**Data items**:
[Begin]
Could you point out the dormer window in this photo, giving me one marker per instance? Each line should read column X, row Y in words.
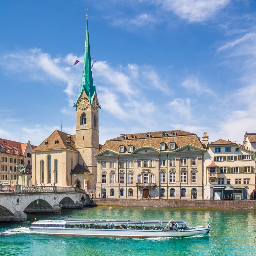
column 162, row 146
column 130, row 148
column 172, row 145
column 121, row 149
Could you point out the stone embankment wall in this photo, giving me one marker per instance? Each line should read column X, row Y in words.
column 207, row 204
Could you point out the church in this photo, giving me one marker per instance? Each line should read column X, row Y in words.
column 69, row 160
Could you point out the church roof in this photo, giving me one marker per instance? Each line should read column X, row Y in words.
column 56, row 141
column 153, row 139
column 79, row 169
column 87, row 80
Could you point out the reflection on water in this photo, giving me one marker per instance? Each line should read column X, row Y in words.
column 233, row 233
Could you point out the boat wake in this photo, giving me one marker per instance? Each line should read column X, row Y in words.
column 20, row 230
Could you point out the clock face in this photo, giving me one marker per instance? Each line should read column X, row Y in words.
column 83, row 103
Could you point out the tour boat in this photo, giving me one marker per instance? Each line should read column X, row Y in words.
column 117, row 228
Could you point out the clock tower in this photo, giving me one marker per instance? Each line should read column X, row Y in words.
column 87, row 125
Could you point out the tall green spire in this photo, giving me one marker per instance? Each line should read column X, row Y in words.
column 87, row 80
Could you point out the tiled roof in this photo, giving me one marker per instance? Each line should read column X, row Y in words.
column 222, row 142
column 141, row 140
column 57, row 140
column 251, row 137
column 13, row 147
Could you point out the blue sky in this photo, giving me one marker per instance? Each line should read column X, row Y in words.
column 161, row 65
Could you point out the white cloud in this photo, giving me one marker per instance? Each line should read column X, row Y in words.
column 194, row 86
column 193, row 10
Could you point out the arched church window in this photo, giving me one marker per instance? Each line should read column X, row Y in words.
column 83, row 119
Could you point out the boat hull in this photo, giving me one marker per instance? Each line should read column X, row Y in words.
column 120, row 233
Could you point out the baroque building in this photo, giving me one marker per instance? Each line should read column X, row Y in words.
column 68, row 160
column 13, row 155
column 167, row 165
column 230, row 171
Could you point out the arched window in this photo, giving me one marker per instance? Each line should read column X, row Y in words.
column 183, row 192
column 172, row 192
column 162, row 192
column 83, row 119
column 49, row 168
column 42, row 171
column 194, row 193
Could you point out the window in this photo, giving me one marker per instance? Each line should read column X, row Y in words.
column 220, row 181
column 194, row 193
column 112, row 178
column 162, row 192
column 42, row 172
column 56, row 170
column 238, row 181
column 183, row 192
column 121, row 164
column 162, row 146
column 103, row 178
column 172, row 192
column 172, row 162
column 246, row 157
column 183, row 177
column 130, row 148
column 83, row 119
column 172, row 145
column 163, row 163
column 49, row 169
column 246, row 181
column 121, row 175
column 193, row 161
column 146, row 178
column 103, row 164
column 130, row 164
column 121, row 149
column 130, row 178
column 183, row 161
column 193, row 176
column 172, row 177
column 162, row 177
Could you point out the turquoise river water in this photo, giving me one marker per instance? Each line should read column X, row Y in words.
column 233, row 233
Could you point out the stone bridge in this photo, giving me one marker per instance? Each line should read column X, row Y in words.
column 16, row 201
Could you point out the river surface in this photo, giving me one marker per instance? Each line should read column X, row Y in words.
column 233, row 233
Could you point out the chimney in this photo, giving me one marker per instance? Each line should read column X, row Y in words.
column 205, row 139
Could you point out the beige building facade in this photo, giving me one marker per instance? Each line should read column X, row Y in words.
column 230, row 171
column 167, row 165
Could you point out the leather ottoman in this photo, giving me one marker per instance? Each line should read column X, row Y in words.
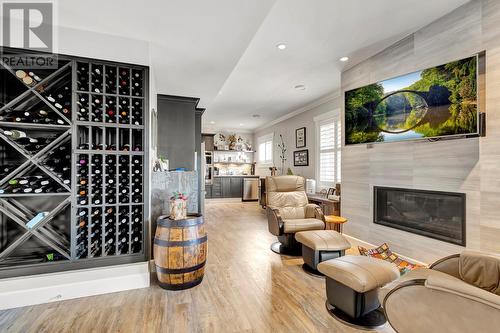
column 352, row 284
column 321, row 245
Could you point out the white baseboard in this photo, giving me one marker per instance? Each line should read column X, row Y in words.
column 45, row 288
column 357, row 241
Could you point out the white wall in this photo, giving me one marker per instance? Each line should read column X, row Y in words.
column 287, row 129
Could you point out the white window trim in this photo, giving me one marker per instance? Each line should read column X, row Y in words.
column 318, row 120
column 262, row 139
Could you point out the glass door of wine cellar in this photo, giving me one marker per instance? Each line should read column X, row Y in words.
column 72, row 177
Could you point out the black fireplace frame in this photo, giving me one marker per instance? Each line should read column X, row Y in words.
column 416, row 231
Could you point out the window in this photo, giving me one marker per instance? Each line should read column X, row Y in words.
column 265, row 149
column 328, row 149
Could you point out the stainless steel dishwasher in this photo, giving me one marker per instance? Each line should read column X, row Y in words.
column 250, row 189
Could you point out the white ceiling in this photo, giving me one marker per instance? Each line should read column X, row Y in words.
column 223, row 51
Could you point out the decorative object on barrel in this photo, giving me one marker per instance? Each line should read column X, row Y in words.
column 180, row 251
column 178, row 206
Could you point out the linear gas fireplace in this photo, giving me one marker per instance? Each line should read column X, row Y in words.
column 440, row 215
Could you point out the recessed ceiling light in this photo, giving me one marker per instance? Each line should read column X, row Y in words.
column 281, row 46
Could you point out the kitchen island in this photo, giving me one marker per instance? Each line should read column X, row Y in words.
column 228, row 186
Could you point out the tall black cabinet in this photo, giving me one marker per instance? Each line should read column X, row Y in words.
column 73, row 165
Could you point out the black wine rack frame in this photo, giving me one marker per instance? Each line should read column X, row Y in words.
column 95, row 215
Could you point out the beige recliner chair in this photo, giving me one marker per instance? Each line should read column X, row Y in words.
column 460, row 293
column 288, row 212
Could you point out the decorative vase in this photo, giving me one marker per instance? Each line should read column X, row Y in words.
column 178, row 209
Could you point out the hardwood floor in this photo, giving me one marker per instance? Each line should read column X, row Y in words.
column 247, row 288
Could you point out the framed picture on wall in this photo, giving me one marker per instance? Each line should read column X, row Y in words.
column 300, row 137
column 301, row 157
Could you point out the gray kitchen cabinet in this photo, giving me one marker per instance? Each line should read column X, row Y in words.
column 217, row 188
column 236, row 187
column 208, row 191
column 226, row 187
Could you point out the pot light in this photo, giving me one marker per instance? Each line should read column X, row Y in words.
column 281, row 46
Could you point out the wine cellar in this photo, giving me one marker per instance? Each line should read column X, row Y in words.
column 72, row 165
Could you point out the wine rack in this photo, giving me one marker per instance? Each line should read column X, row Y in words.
column 72, row 165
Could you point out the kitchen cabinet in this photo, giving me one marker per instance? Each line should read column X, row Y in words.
column 217, row 188
column 209, row 141
column 226, row 187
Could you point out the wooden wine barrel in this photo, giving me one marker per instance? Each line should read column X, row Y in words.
column 180, row 251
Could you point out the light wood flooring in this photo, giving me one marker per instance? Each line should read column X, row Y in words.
column 247, row 288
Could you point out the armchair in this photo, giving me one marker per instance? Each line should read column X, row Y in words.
column 288, row 212
column 460, row 293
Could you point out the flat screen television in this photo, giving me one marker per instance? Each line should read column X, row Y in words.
column 432, row 103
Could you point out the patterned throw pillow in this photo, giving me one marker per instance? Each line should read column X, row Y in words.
column 383, row 252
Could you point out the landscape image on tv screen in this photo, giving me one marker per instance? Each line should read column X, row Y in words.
column 434, row 102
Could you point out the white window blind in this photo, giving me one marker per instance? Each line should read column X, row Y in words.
column 329, row 146
column 265, row 149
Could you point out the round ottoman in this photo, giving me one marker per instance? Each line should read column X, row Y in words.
column 320, row 245
column 352, row 284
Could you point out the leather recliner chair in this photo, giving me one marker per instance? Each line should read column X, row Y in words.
column 460, row 293
column 289, row 211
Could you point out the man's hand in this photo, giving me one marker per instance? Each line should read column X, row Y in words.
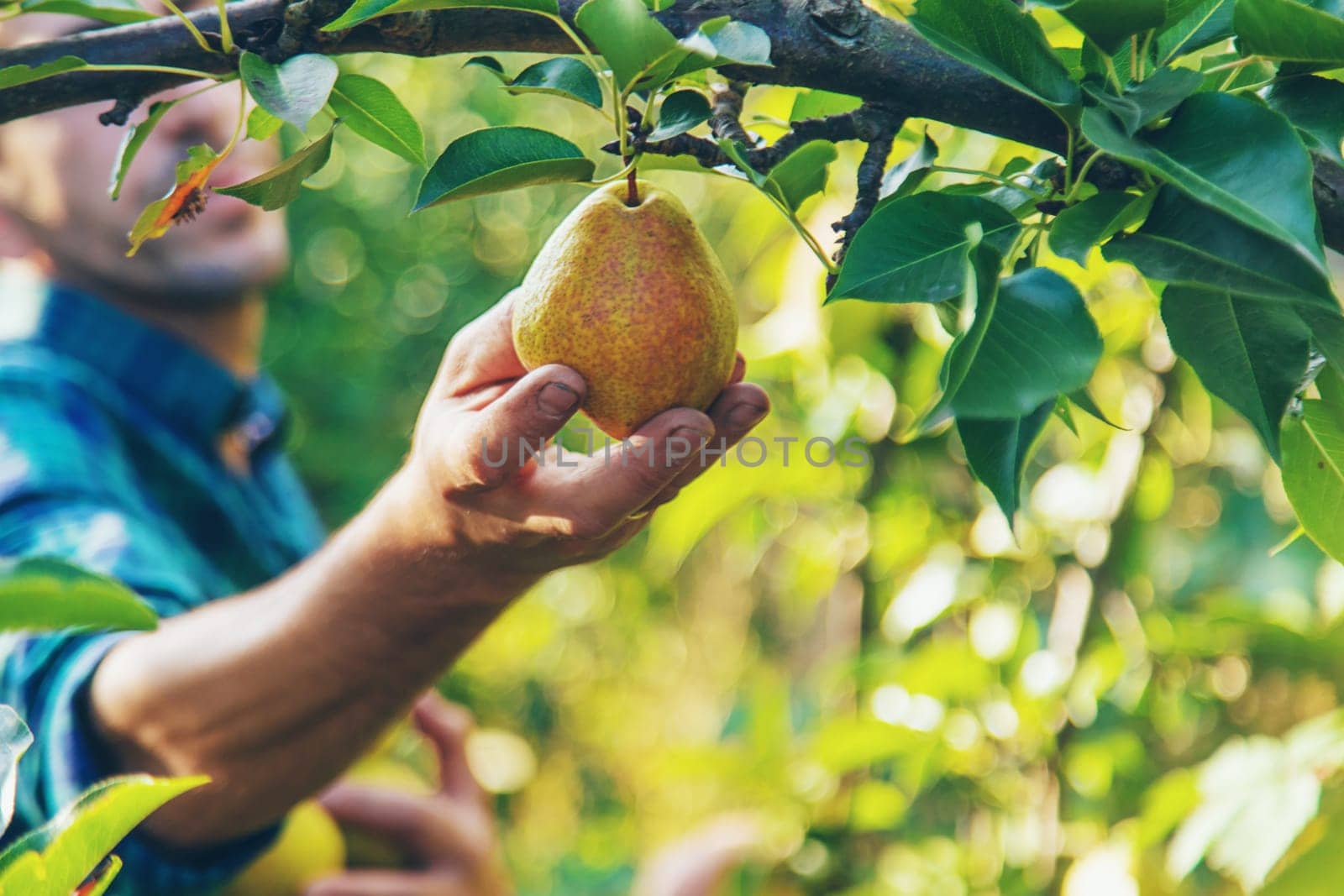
column 450, row 836
column 501, row 515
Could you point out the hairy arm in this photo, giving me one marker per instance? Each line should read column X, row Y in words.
column 275, row 692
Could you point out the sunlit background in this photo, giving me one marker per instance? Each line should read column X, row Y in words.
column 913, row 698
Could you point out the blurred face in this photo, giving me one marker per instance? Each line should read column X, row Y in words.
column 54, row 174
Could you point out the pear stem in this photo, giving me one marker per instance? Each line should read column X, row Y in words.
column 632, row 190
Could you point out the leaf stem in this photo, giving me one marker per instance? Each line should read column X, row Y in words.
column 226, row 33
column 165, row 70
column 190, row 24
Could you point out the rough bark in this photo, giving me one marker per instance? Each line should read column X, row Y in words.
column 833, row 45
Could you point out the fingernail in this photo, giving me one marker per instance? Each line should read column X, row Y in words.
column 746, row 416
column 692, row 434
column 557, row 398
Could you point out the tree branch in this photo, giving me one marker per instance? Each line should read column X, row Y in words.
column 832, row 45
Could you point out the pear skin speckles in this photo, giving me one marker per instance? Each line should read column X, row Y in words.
column 636, row 301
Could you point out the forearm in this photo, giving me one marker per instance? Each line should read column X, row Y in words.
column 275, row 692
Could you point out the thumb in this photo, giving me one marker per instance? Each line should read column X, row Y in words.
column 483, row 449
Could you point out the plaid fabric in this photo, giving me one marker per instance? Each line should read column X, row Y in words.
column 109, row 458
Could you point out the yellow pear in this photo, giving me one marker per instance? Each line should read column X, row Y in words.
column 309, row 846
column 635, row 300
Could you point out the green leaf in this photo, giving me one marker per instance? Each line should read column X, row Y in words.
column 801, row 174
column 1106, row 22
column 295, row 90
column 1151, row 98
column 365, row 9
column 819, row 103
column 905, row 179
column 1314, row 473
column 1039, row 342
column 76, row 841
column 281, row 184
column 1001, row 40
column 46, row 594
column 371, row 109
column 1289, row 31
column 629, row 39
column 488, row 63
column 1253, row 355
column 1233, row 155
column 1095, row 221
column 1183, row 242
column 116, row 13
column 261, row 123
column 134, row 139
column 15, row 76
column 1316, row 109
column 679, row 113
column 1194, row 24
column 15, row 741
column 998, row 453
column 559, row 76
column 914, row 249
column 188, row 186
column 496, row 159
column 107, row 873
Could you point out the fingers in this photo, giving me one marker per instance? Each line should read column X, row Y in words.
column 481, row 352
column 483, row 450
column 432, row 829
column 447, row 726
column 737, row 410
column 601, row 492
column 390, row 883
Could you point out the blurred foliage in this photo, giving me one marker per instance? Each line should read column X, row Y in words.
column 914, row 699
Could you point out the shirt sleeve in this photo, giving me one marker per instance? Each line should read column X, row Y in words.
column 65, row 495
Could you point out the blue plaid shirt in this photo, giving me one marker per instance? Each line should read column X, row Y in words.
column 109, row 458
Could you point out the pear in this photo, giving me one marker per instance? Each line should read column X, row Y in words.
column 635, row 300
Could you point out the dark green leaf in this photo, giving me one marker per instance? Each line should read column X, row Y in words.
column 1250, row 354
column 1314, row 473
column 366, row 9
column 1316, row 109
column 1289, row 31
column 261, row 123
column 116, row 13
column 913, row 170
column 74, row 842
column 1194, row 24
column 999, row 39
column 490, row 63
column 496, row 159
column 295, row 90
column 1038, row 343
column 371, row 109
column 914, row 249
column 46, row 594
column 561, row 76
column 15, row 76
column 15, row 741
column 131, row 144
column 1106, row 22
column 803, row 172
column 998, row 453
column 281, row 184
column 1149, row 100
column 1233, row 155
column 1183, row 242
column 819, row 103
column 1093, row 222
column 629, row 39
column 679, row 113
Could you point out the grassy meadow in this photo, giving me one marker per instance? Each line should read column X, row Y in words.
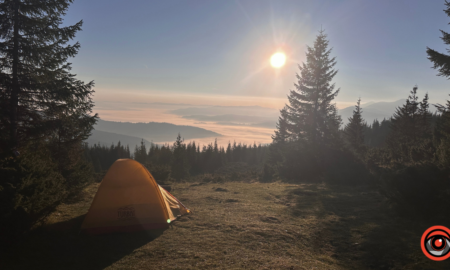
column 239, row 225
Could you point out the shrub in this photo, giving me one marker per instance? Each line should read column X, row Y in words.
column 30, row 189
column 417, row 191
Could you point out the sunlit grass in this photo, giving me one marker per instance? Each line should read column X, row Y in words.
column 239, row 225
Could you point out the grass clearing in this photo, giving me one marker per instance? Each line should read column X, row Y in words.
column 238, row 225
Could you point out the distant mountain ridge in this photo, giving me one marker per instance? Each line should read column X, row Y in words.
column 154, row 131
column 104, row 138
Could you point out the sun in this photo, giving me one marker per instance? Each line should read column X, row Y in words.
column 278, row 60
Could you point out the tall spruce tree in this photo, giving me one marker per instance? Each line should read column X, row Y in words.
column 354, row 130
column 180, row 165
column 441, row 61
column 311, row 116
column 282, row 132
column 39, row 97
column 405, row 126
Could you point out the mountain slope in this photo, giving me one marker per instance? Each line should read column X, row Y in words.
column 152, row 131
column 108, row 138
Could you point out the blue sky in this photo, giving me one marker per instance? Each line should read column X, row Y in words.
column 178, row 51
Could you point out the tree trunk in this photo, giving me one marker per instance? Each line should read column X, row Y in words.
column 14, row 102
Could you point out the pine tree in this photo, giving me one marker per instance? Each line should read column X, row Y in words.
column 140, row 153
column 425, row 118
column 405, row 122
column 441, row 61
column 310, row 114
column 282, row 131
column 38, row 94
column 180, row 165
column 354, row 130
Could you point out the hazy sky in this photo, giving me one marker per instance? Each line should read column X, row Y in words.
column 218, row 51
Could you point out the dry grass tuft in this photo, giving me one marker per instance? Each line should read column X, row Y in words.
column 251, row 226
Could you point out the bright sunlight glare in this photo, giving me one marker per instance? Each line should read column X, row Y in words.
column 277, row 60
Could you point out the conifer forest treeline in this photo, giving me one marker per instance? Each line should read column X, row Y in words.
column 46, row 115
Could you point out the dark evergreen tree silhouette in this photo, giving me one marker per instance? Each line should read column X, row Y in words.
column 354, row 130
column 282, row 129
column 180, row 166
column 39, row 97
column 310, row 114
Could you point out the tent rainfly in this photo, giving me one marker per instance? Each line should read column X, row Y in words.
column 129, row 199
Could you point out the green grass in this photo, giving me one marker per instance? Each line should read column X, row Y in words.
column 249, row 226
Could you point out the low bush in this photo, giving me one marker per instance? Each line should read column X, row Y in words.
column 420, row 191
column 30, row 189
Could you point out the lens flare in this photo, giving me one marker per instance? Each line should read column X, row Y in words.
column 278, row 60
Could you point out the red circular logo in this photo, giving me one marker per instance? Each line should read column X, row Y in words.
column 435, row 243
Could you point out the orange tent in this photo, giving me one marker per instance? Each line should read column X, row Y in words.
column 129, row 199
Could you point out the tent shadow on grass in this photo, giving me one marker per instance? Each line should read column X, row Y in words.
column 61, row 246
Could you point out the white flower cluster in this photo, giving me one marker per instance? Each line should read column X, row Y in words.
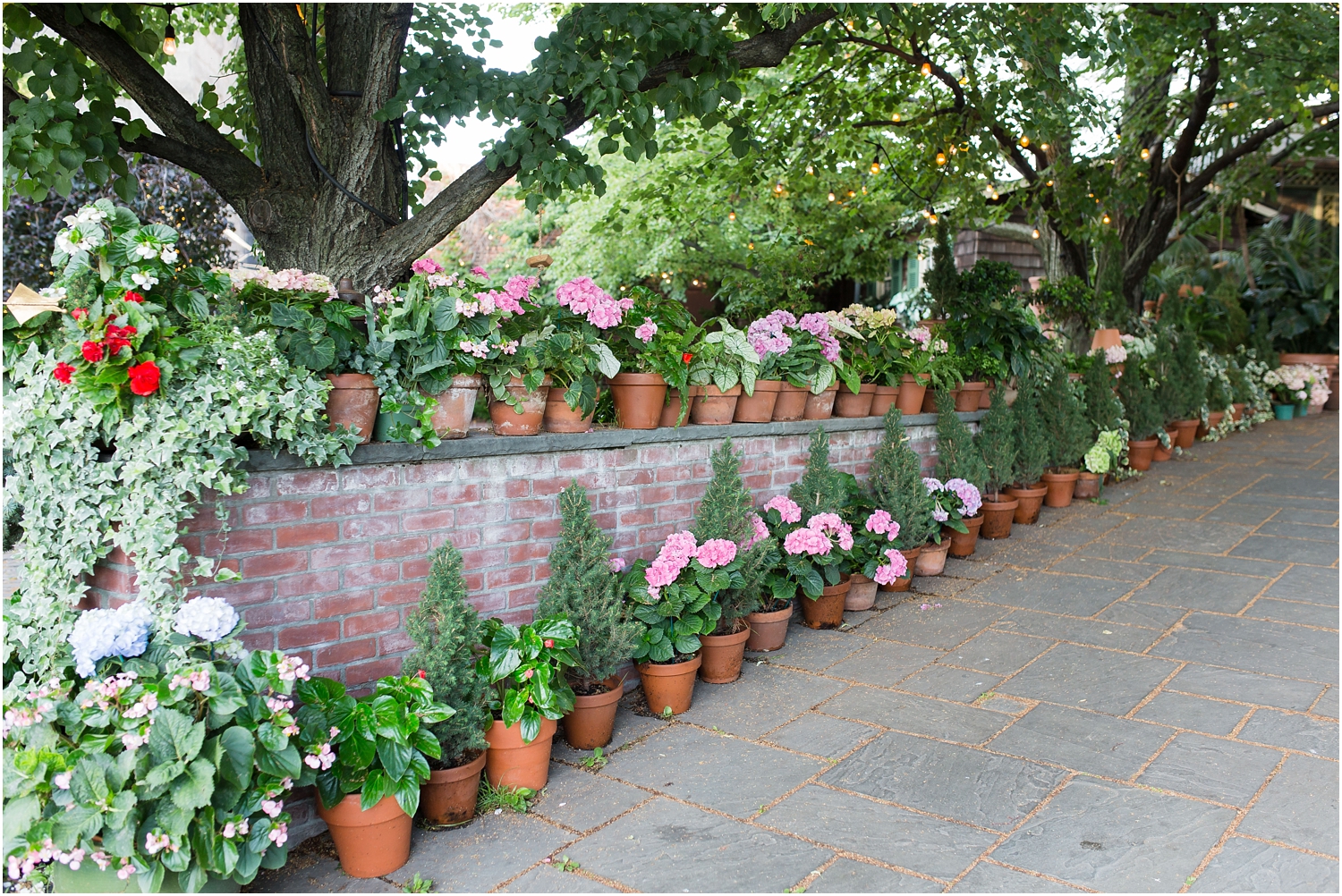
column 209, row 619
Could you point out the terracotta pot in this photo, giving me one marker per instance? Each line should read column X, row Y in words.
column 525, row 420
column 821, row 407
column 353, row 402
column 1186, row 431
column 855, row 405
column 759, row 407
column 1060, row 486
column 902, row 584
column 373, row 842
column 768, row 630
column 1031, row 498
column 448, row 797
column 792, row 402
column 963, row 544
column 592, row 719
column 931, row 558
column 862, row 593
column 670, row 686
column 1087, row 486
column 713, row 407
column 638, row 399
column 456, row 407
column 512, row 764
column 1141, row 451
column 826, row 612
column 912, row 391
column 722, row 655
column 882, row 400
column 561, row 418
column 998, row 515
column 971, row 396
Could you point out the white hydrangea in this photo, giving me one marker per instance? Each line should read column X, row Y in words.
column 209, row 619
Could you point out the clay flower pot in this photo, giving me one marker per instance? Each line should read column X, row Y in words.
column 931, row 558
column 722, row 655
column 639, row 399
column 855, row 405
column 971, row 396
column 759, row 407
column 525, row 420
column 1141, row 452
column 963, row 544
column 882, row 400
column 826, row 612
column 373, row 842
column 821, row 407
column 668, row 684
column 512, row 764
column 998, row 515
column 353, row 402
column 713, row 407
column 448, row 797
column 1060, row 486
column 1031, row 498
column 592, row 719
column 768, row 630
column 862, row 593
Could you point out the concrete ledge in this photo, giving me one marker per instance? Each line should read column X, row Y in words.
column 490, row 445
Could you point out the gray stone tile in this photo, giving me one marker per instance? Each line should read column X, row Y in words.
column 1200, row 590
column 1250, row 866
column 1299, row 807
column 998, row 652
column 760, row 700
column 1212, row 769
column 883, row 663
column 1087, row 678
column 888, row 833
column 917, row 715
column 821, row 735
column 987, row 877
column 1083, row 740
column 706, row 769
column 1290, row 550
column 1245, row 687
column 957, row 782
column 1194, row 714
column 944, row 627
column 668, row 847
column 950, row 684
column 848, row 876
column 1255, row 647
column 482, row 855
column 1295, row 731
column 1111, row 837
column 580, row 799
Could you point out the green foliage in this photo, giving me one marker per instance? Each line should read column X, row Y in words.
column 446, row 630
column 585, row 590
column 957, row 453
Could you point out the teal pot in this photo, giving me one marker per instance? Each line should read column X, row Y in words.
column 90, row 880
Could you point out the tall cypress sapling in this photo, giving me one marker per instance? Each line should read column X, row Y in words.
column 446, row 630
column 588, row 592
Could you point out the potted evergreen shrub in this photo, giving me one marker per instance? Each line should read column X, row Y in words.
column 726, row 512
column 446, row 630
column 585, row 587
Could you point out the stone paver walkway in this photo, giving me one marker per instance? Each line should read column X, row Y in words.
column 1140, row 697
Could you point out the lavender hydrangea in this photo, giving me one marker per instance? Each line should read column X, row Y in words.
column 102, row 633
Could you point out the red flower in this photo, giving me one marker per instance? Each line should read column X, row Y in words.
column 144, row 378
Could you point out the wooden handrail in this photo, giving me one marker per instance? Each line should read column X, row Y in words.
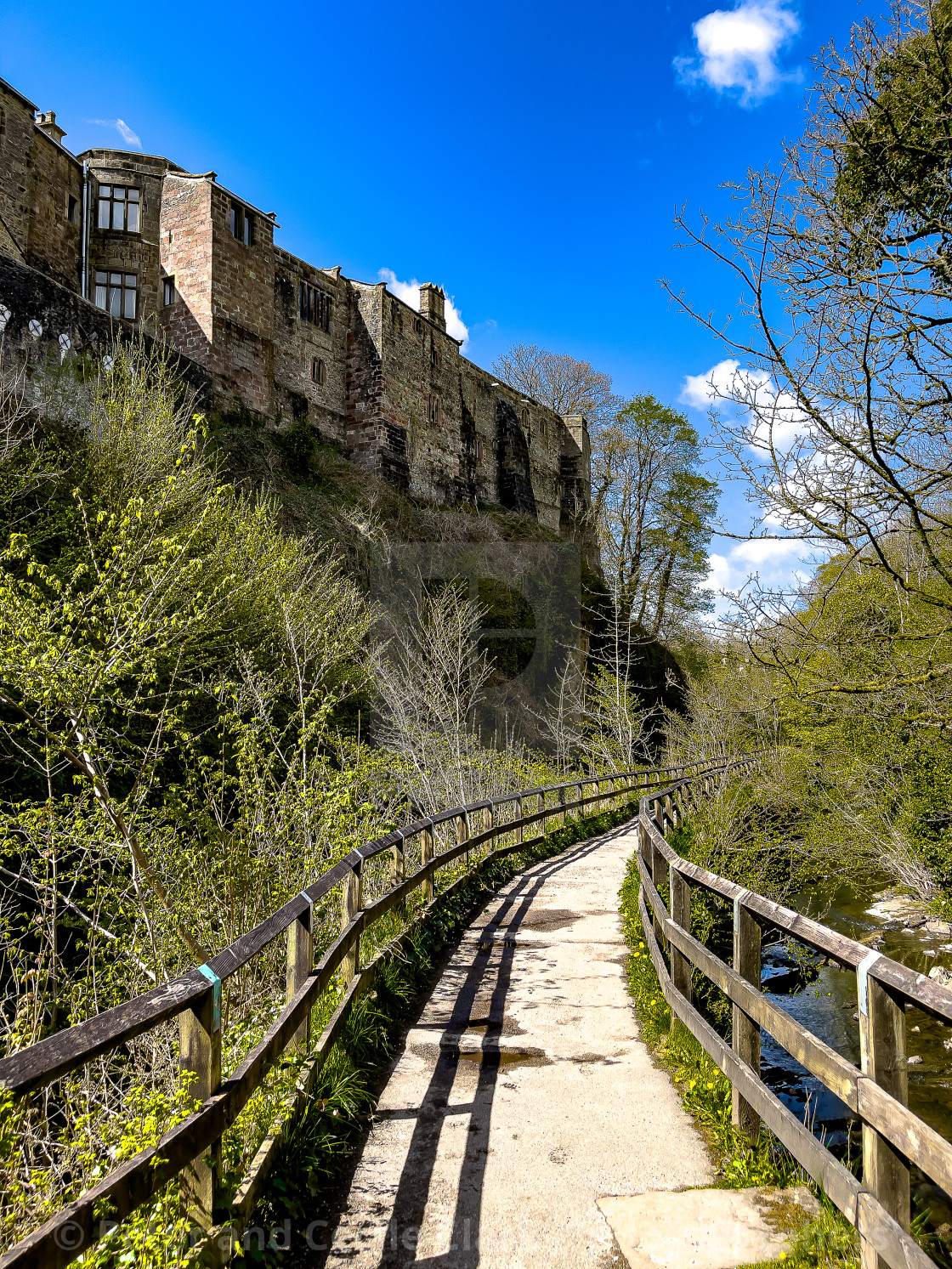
[End]
**Short problem**:
In the entries above, from the start through the line holding "column 87, row 125", switch "tour boat" to "ferry" and keep everything else the same. Leave the pictures out of your answer.

**Response**:
Could you point out the dormer window in this photo, giving me one marker per instance? Each line should read column X, row Y in words.
column 162, row 146
column 130, row 148
column 172, row 145
column 121, row 149
Could you point out the stone embankment wall in this photo, giving me one marker per instance? Each line should read column X, row Y in words.
column 207, row 204
Could you point out the church in this photo, giving me one marker per instance? Each line should read column X, row Y in words.
column 69, row 160
Could you point out the church roof in this photo, giving me one marker per instance? Each line should read column X, row Y in words.
column 56, row 141
column 153, row 139
column 79, row 169
column 87, row 80
Could you point out the reflection on water in this photo, giving me one marker per instance? Each line should read column X, row Y in words.
column 233, row 233
Could you point out the boat wake in this photo, giving me one marker per instance? Each line should read column X, row Y in words.
column 20, row 230
Could you point out the clock face in this photo, giving me one marker per instance? Each line should read column X, row Y in words.
column 83, row 103
Could you point out the ferry in this photo, giving me one marker per instance? Each line should read column X, row Y in words.
column 117, row 228
Could you point out the clock tower in this photo, giving me one marker per instance? Each line should read column X, row Y in words.
column 87, row 125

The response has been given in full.